# Document text
........
Today, even though the Americans are tired of twelve years of war the media and war profiteers aren’t. It doesn’t take a genius to see that war has been good to Washington, DC. A confused president is being pushed to attack another Middle Eastern Country. It is noted that the voices against war have been silenced: Yet the Western mainstream media, which has obviously learned nothing from their past cheerleading on behalf of Team USA prior to the Iraq debacle, is now – as if war in an age of nuclear weapons no longer warrants sober-minded reflection – sounding the bugle charge against a sovereign state before the United Nations provides the world with its official report.

This headlong rush to war against President Assad – underwritten as it is by terrorists, statesmen and journalists alike – is all the more incredible when even a child may comprehend that the rebels had much more to gain from a chemical weapons being used in Syria than did the forces loyal to Assad.”
........
# Task
Copy verbatim the part of the commentary on war with Syria that opens with the words containing "Today, even though" and closes with "its official report.". Rely only on the text above.

# Information given
........
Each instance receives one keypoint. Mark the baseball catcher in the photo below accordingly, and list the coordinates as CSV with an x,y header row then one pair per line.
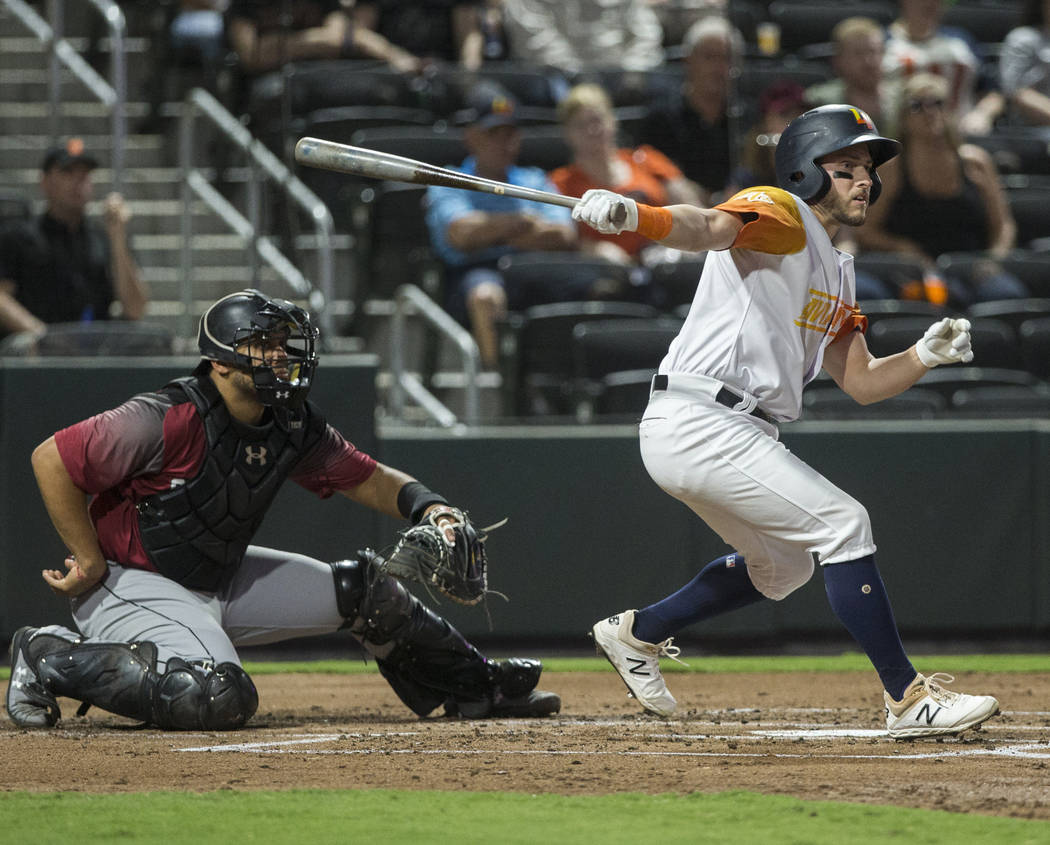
x,y
166,584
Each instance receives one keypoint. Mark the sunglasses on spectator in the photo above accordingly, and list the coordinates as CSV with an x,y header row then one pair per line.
x,y
915,106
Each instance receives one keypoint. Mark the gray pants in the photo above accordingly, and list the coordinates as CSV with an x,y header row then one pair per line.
x,y
273,596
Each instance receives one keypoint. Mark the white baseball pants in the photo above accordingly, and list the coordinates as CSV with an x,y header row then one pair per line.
x,y
729,467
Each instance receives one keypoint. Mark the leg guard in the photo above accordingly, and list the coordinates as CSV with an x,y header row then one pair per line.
x,y
188,697
427,661
123,679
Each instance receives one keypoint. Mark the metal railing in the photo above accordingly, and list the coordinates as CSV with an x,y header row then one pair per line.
x,y
406,298
261,162
112,94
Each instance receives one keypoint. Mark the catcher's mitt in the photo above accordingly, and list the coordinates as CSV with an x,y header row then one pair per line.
x,y
423,554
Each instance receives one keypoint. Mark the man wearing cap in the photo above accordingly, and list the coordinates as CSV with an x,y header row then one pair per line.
x,y
471,231
62,267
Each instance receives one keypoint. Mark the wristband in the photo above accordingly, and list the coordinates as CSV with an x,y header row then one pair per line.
x,y
415,498
654,223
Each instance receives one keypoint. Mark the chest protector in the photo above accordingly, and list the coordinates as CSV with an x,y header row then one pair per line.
........
# Written answer
Today, even though the Americans are tired of twelve years of war the media and war profiteers aren’t. It doesn’t take a genius to see that war has been good to Washington, DC. A confused president is being pushed to attack another Middle Eastern Country. It is noted that the voices against war have been silenced: Yet the Western mainstream media, which has obviously learned nothing from their past cheerleading on behalf of Team USA prior to the Iraq debacle, is now – as if war in an age of nuclear weapons no longer warrants sober-minded reflection – sounding the bugle charge against a sovereign state before the United Nations provides the world with its official report.